■ TASK STATEMENT
Copy each entry as written.

■ LISTED RECORDS
*** Block opens ***
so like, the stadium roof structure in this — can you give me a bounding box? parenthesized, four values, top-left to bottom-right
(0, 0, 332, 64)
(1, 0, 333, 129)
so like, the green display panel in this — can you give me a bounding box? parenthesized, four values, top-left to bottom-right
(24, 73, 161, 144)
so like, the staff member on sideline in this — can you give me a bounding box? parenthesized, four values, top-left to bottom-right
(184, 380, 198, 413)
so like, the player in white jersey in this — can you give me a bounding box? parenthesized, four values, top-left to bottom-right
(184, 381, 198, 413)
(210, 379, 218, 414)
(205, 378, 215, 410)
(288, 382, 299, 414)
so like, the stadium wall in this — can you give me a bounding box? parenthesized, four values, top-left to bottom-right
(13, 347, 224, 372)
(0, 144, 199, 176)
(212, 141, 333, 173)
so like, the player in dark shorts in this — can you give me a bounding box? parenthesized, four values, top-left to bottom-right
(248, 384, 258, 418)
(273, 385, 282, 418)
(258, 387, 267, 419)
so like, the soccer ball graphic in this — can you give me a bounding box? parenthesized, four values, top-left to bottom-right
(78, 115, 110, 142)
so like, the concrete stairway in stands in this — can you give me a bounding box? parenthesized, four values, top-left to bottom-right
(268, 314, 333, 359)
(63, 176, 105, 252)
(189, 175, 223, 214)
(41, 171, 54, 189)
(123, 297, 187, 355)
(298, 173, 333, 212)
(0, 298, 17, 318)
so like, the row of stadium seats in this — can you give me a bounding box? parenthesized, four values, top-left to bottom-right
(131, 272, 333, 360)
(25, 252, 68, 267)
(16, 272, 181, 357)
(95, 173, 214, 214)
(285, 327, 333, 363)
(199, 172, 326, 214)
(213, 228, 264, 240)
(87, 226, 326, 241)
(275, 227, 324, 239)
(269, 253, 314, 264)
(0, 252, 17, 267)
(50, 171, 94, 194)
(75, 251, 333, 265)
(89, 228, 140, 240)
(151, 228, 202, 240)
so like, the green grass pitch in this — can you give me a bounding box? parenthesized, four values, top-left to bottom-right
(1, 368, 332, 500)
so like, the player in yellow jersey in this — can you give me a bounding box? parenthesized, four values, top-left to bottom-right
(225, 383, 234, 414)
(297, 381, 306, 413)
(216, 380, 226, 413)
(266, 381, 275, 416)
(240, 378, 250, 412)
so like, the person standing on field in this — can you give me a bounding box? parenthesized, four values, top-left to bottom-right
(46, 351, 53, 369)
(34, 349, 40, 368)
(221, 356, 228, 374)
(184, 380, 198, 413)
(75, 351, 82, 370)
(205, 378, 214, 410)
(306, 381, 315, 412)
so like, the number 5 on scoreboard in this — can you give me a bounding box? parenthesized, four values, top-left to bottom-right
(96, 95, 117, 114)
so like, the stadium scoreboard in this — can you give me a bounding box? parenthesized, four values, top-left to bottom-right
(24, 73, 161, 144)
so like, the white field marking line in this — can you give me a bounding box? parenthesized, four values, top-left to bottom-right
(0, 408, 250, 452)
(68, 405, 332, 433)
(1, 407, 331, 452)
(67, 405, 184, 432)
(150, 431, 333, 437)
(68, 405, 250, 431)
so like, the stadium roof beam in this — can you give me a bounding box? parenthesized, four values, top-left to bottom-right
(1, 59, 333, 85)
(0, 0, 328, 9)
*** Block closes ***
■ ANSWER FOR THIS EXERCISE
so like, the stadium roof structure in this — can you give me a bounding box? parenthesized, four values, top-left to bottom-right
(0, 0, 332, 64)
(1, 0, 333, 129)
so like, the green display panel in this — can you give me a bounding box? parenthesized, four values, top-left to bottom-right
(24, 73, 161, 144)
so like, the staff member on sideline in this — can you give me a bounding box? parenthesized, four values, top-left to bottom-right
(184, 380, 198, 413)
so like, the player in white jersey in this — can you give me a bounding box? parenthesized, four values, top-left to bottom-right
(184, 381, 198, 413)
(210, 379, 218, 414)
(205, 378, 215, 410)
(288, 382, 299, 414)
so like, the stadium wall in this — can you give me a bounding box? parenthesized, four values, top-left to bottom-right
(13, 347, 224, 372)
(0, 144, 199, 176)
(212, 141, 333, 173)
so like, the player in dark shorts in this — can you give me a bounding box? parenthesized, four values, top-left to bottom-right
(248, 384, 258, 418)
(273, 385, 282, 418)
(258, 387, 267, 419)
so like, the soccer ball graphic in this — can you give me a bounding box? parenthesized, four values, top-left to bottom-right
(78, 115, 110, 142)
so like, the concrete stairway in stands in this — can you give me a bounding box? parenthesized, four values, top-left to bottom-right
(268, 314, 333, 359)
(63, 176, 105, 252)
(189, 175, 223, 214)
(41, 171, 54, 189)
(123, 297, 187, 355)
(298, 173, 333, 212)
(0, 298, 17, 318)
so like, the row of stadium seats in this — can you give me a bounding box? parenthesized, four values, top-left to bottom-right
(131, 272, 333, 360)
(25, 252, 68, 267)
(16, 272, 181, 357)
(95, 173, 214, 214)
(285, 327, 333, 363)
(199, 172, 326, 214)
(213, 228, 264, 240)
(87, 226, 326, 241)
(275, 227, 324, 239)
(269, 253, 314, 264)
(0, 252, 17, 267)
(50, 171, 94, 194)
(75, 251, 333, 265)
(89, 228, 140, 240)
(151, 228, 202, 240)
so like, the green grass pitch in this — can you give me a bounding box? parenthesized, four values, top-left to bottom-right
(1, 368, 332, 500)
so like, the player in yellow jersey in this — can you give me a bounding box? parenthesized, four values, top-left to bottom-right
(225, 383, 234, 414)
(297, 381, 306, 413)
(216, 380, 226, 413)
(266, 381, 275, 416)
(240, 378, 250, 412)
so like, the person standing on field in this — can you give me a bounding box? parenthesized, four values, top-left to bottom-right
(46, 351, 53, 369)
(34, 349, 40, 368)
(221, 356, 228, 374)
(184, 380, 198, 413)
(75, 351, 82, 370)
(205, 378, 214, 410)
(306, 381, 315, 412)
so like, the number 5 on scoreboard in this — can you give me a bounding box? parenthesized, four values, top-left to bottom-right
(96, 95, 117, 114)
so like, the stadium scoreboard in this — can you give me a bounding box? parenthesized, four values, top-left to bottom-right
(24, 73, 161, 144)
so like, the white field marking line in this — can you give me a bounding box? parenthesized, four values, top-left to bottom-right
(0, 408, 250, 452)
(68, 405, 332, 433)
(1, 407, 331, 452)
(67, 405, 184, 432)
(150, 431, 333, 437)
(68, 405, 250, 431)
so like, the stadium roof beam in this — can you give me a bounding box? parenthesized, four values, top-left to bottom-right
(1, 59, 333, 85)
(0, 0, 328, 9)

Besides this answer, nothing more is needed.